*** Data extracts ***
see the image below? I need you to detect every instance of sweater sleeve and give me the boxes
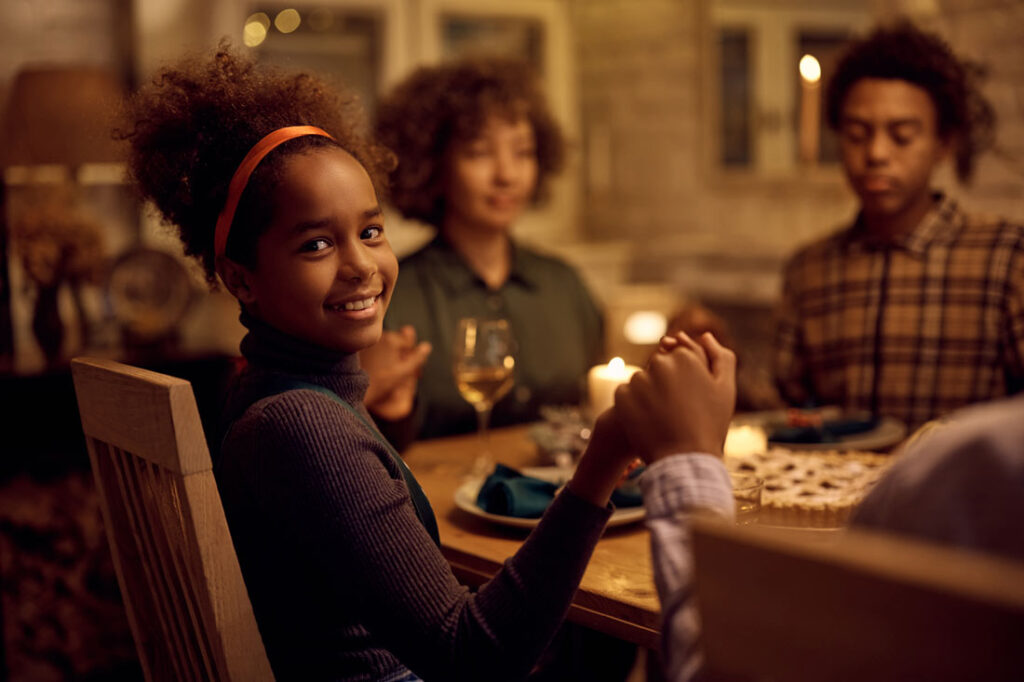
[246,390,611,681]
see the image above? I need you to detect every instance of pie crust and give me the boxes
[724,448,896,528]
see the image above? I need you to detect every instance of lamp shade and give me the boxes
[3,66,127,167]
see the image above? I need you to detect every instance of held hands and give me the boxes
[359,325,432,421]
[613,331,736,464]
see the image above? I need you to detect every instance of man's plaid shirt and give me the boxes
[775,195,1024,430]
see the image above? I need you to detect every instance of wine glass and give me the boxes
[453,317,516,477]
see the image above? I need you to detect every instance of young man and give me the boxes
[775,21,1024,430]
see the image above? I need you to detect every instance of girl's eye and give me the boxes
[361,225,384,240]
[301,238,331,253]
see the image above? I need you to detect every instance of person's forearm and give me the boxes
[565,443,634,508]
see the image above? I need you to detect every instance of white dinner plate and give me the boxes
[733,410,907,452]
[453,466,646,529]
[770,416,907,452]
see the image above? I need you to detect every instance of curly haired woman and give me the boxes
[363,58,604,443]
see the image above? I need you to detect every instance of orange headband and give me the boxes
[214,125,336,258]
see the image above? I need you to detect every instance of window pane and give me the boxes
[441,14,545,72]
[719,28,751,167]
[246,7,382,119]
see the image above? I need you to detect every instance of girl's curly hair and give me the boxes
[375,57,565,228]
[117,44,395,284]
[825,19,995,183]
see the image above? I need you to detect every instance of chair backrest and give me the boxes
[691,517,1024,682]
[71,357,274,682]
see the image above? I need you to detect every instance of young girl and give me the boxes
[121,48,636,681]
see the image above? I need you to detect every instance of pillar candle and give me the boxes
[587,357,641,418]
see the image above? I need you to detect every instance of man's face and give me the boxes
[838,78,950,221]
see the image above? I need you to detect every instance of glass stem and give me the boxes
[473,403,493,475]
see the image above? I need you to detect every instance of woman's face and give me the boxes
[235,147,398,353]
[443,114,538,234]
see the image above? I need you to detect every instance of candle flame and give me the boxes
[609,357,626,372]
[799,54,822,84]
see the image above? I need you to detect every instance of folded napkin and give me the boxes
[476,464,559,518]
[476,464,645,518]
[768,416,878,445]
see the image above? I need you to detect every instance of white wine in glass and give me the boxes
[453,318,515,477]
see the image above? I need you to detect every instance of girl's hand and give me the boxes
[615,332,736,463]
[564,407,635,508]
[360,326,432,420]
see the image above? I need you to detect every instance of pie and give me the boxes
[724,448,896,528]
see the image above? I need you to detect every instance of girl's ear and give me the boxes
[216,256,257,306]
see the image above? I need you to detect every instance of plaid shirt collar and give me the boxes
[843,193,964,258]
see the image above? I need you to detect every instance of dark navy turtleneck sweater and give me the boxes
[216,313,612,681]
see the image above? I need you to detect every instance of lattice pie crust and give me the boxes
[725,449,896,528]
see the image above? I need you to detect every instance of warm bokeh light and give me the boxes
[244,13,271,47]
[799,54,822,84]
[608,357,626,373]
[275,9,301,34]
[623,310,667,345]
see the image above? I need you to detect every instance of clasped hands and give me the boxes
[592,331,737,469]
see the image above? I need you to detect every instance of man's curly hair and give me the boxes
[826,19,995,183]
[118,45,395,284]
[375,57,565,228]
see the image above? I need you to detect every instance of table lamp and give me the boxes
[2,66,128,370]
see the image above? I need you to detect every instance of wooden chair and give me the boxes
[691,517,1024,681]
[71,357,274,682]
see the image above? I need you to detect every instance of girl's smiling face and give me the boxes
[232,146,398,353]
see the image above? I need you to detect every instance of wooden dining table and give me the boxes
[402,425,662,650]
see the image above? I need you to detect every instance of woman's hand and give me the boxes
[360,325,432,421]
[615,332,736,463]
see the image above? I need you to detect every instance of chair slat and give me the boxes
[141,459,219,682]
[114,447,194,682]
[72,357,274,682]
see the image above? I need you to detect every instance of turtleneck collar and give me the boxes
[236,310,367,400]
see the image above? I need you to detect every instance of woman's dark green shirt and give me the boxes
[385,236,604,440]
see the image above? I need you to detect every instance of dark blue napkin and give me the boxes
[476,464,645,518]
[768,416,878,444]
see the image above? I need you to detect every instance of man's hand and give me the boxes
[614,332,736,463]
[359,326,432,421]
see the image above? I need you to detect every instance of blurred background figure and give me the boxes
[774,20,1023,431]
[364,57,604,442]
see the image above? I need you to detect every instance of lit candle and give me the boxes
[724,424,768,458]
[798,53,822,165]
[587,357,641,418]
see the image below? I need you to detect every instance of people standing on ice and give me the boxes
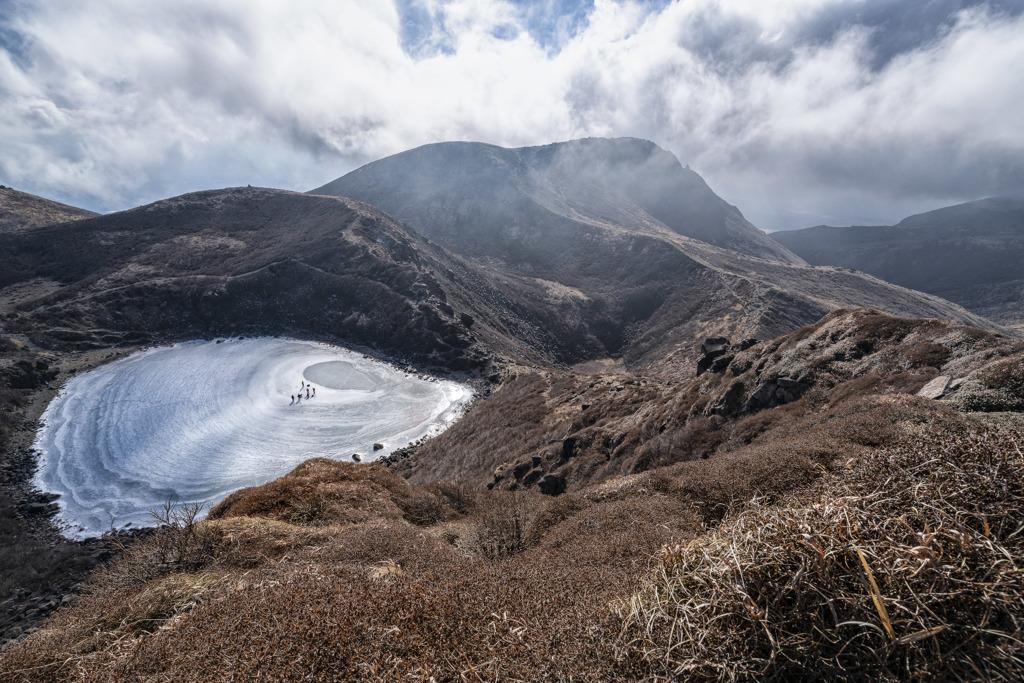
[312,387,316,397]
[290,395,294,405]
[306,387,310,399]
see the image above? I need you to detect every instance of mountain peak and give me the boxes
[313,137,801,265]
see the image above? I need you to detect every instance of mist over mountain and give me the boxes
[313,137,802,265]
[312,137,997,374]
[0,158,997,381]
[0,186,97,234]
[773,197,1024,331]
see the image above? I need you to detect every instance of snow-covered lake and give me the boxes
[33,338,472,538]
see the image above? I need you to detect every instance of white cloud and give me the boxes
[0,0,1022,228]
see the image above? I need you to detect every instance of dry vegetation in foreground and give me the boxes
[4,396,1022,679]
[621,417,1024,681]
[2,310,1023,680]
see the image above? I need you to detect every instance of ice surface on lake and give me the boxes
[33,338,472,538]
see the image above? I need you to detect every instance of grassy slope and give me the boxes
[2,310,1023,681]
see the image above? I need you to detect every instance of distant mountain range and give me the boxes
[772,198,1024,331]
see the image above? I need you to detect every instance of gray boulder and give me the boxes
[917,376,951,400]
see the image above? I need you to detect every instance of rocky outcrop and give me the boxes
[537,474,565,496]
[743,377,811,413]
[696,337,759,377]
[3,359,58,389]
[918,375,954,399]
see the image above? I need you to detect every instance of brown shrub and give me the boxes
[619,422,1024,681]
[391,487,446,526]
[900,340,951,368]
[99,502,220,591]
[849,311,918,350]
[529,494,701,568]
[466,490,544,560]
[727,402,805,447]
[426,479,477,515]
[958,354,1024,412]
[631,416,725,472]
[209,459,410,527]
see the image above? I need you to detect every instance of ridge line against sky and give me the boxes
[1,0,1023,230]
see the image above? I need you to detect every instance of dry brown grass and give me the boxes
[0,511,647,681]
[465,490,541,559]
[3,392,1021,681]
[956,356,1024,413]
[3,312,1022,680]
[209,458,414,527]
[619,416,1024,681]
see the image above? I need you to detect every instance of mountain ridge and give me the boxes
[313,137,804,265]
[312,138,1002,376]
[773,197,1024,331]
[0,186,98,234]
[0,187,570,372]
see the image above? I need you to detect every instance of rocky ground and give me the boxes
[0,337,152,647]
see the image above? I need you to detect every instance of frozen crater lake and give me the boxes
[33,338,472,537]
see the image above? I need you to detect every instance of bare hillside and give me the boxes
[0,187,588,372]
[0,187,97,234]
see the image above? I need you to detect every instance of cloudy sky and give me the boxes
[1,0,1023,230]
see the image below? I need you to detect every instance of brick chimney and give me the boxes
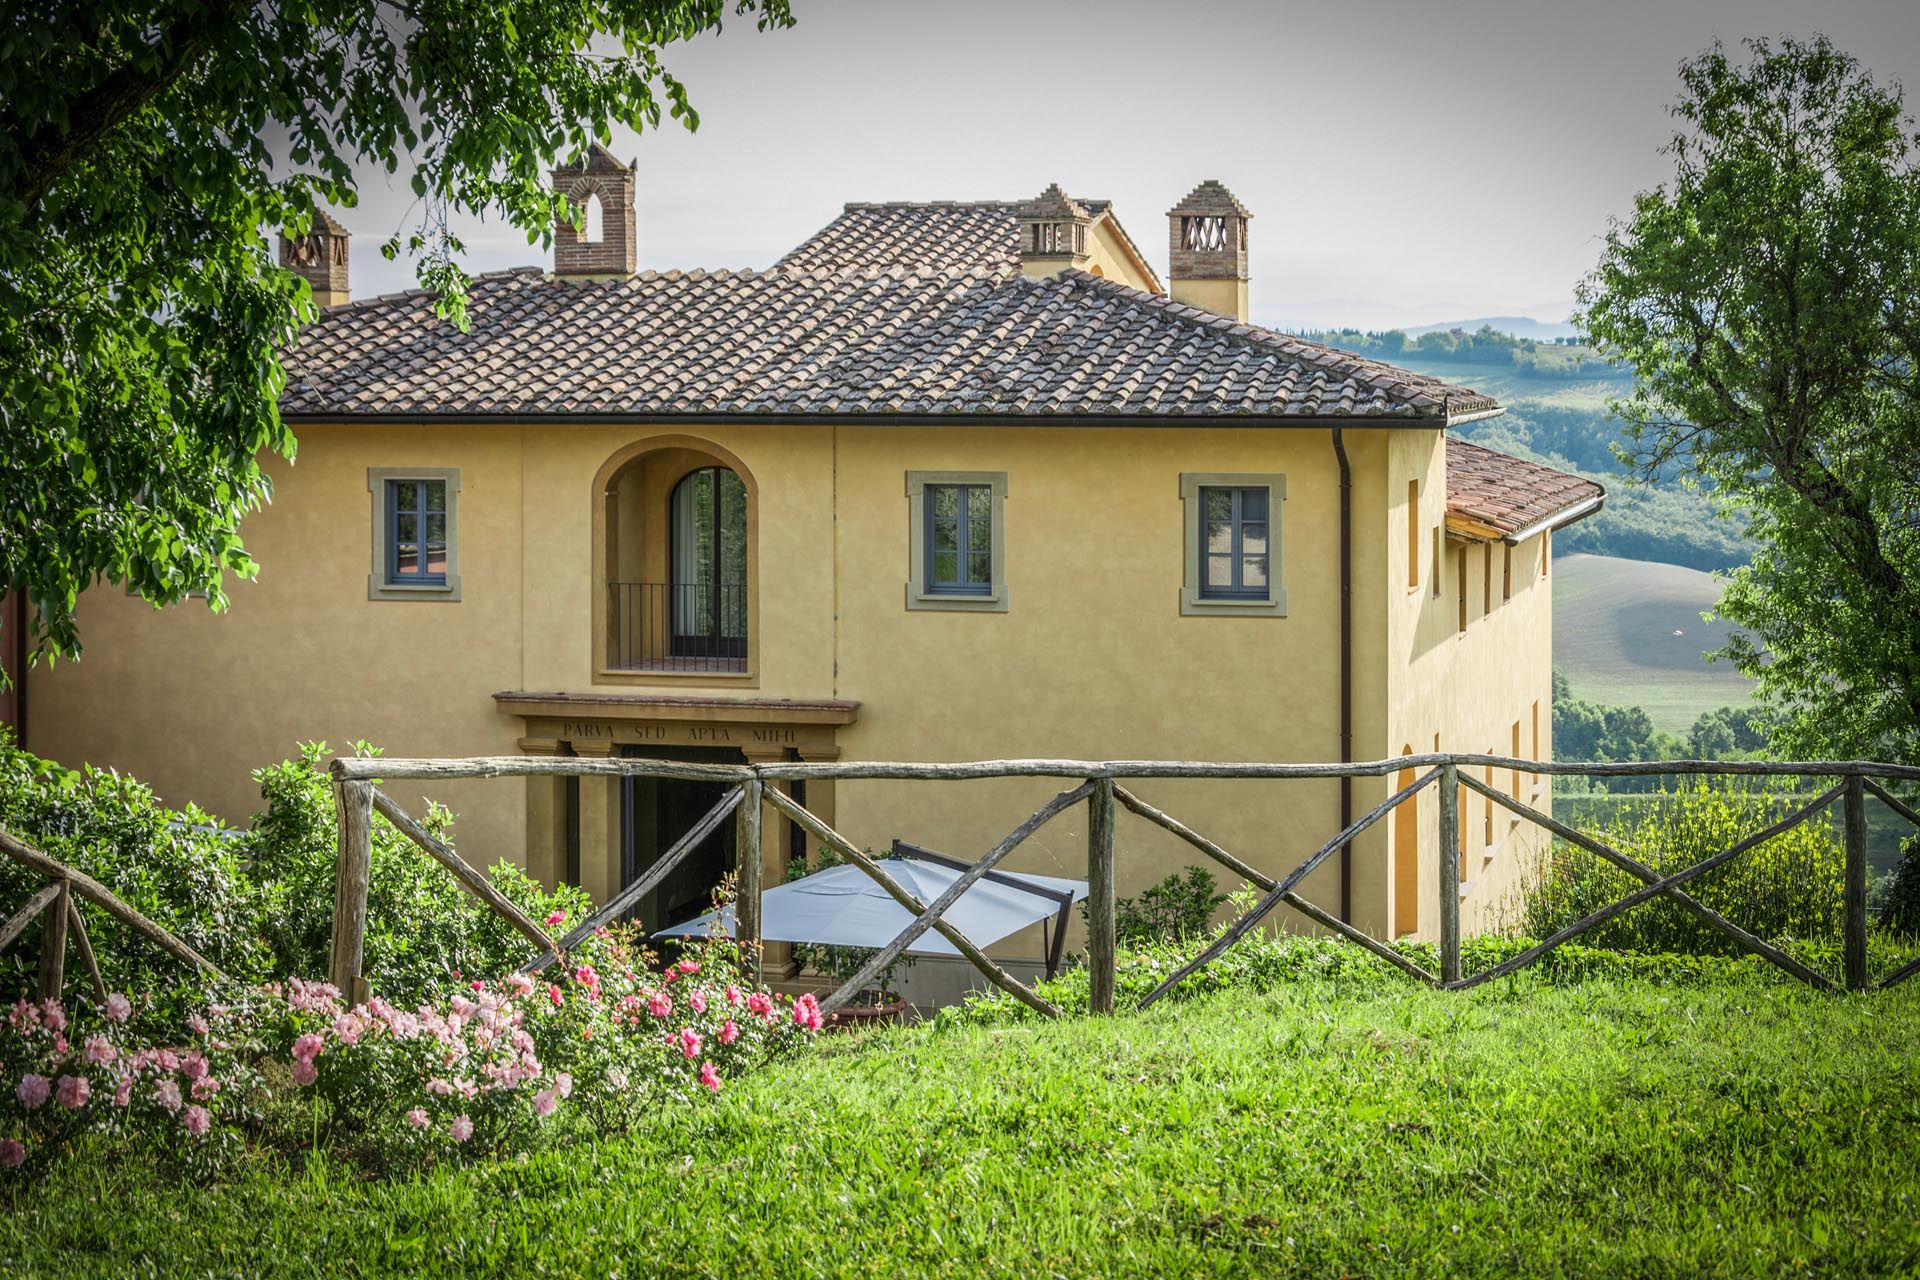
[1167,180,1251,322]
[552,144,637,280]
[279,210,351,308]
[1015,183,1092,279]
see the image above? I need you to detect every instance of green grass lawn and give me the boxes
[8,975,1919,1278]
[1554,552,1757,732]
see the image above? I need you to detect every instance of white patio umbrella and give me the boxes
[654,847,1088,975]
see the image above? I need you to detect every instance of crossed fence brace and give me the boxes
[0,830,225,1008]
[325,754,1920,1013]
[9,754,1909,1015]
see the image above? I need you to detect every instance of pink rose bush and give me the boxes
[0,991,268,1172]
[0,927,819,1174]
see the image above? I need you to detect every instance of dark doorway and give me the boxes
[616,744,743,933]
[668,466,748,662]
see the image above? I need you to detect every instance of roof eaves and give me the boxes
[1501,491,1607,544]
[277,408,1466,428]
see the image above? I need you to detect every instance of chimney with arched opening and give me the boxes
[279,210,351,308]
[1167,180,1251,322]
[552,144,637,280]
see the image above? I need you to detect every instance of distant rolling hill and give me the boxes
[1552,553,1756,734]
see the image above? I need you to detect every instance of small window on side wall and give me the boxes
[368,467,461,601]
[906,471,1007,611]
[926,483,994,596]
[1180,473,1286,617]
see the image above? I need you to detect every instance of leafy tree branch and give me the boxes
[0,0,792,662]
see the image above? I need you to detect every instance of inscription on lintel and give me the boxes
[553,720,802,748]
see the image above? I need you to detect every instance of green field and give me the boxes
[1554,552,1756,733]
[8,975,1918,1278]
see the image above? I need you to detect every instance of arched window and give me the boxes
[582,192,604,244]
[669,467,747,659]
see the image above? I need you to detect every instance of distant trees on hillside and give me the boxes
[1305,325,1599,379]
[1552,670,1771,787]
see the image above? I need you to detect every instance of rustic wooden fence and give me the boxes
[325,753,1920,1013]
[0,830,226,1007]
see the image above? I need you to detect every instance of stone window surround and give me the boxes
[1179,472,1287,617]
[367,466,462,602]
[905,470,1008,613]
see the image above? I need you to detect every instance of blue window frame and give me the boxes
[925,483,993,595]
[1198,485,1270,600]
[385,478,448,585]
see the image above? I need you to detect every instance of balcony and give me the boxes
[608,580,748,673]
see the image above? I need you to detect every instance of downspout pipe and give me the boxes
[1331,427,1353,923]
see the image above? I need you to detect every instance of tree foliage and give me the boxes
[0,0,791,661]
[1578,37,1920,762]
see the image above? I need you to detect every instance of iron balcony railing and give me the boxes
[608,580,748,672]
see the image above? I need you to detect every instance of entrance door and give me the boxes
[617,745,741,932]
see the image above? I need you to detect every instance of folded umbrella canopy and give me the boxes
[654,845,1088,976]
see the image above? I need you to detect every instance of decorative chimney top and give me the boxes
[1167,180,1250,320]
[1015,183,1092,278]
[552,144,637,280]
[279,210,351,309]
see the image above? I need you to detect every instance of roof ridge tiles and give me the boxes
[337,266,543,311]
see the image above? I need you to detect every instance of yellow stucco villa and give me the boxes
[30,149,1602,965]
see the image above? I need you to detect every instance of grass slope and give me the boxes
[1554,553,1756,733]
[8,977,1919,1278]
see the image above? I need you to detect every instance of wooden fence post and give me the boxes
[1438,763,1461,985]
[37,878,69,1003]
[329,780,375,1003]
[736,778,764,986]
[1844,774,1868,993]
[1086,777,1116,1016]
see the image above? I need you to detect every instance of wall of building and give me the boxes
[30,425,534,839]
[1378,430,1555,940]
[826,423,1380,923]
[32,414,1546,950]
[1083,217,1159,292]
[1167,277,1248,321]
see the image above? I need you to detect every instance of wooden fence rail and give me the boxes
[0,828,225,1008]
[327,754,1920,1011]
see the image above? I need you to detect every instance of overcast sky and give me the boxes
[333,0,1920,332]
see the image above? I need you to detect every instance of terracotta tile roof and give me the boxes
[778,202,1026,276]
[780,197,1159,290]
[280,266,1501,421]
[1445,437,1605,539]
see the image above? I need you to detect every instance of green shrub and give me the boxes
*** End of Data extracts ***
Please retype, without any change, the line containing "railing and give me the boxes" and every line after it to the end of the entries above, and only those.

**Answer space:**
see the image above? I need you to detect every instance of iron balcony railing and give me the boxes
[608,580,748,672]
see the image above? I need you to detect every instance of entrance door and give me the boxes
[617,745,741,932]
see the image above? I need you to detect every instance of folded umbrella canopy and give me the boxes
[654,845,1088,976]
see the image above? I need you to detect every instance of decorative chimney top and give me the boxes
[1167,180,1250,320]
[1015,183,1092,278]
[552,144,637,280]
[279,210,351,309]
see the image above? I need you to detect every instance of roof ridge tiles and give me the boxes
[337,266,543,311]
see the image above? I need you to detect every instance of yellow stucco villa and give me the boxes
[30,149,1602,965]
see the image above? I need you to detect every instance of grass slope and give me the boxes
[1554,553,1756,733]
[8,977,1919,1278]
see the image above? I need you to detect every instance of wooden fence post and give me the boxes
[1438,763,1461,985]
[37,878,69,1003]
[329,780,375,1003]
[736,778,764,986]
[1844,774,1868,993]
[1086,777,1116,1016]
see the image above? I need you to detect every instance of wall of building and give me the boxes
[30,425,534,839]
[1378,430,1555,940]
[826,423,1380,923]
[32,414,1546,950]
[1083,217,1159,292]
[1167,277,1248,321]
see the image above? I need you to detect every instance of wooden fence rail and give me the boxes
[0,828,225,1008]
[327,754,1920,1011]
see the image above? I need you to detect every instance of overcast sky and give me the boxes
[333,0,1920,332]
see the image above? I need you to detect every instance of terracotta tile roof and give me the boxes
[778,202,1026,276]
[780,197,1159,290]
[280,266,1501,421]
[1445,437,1605,539]
see the image above? I need you to detect every instance of green shrub and give me the boxes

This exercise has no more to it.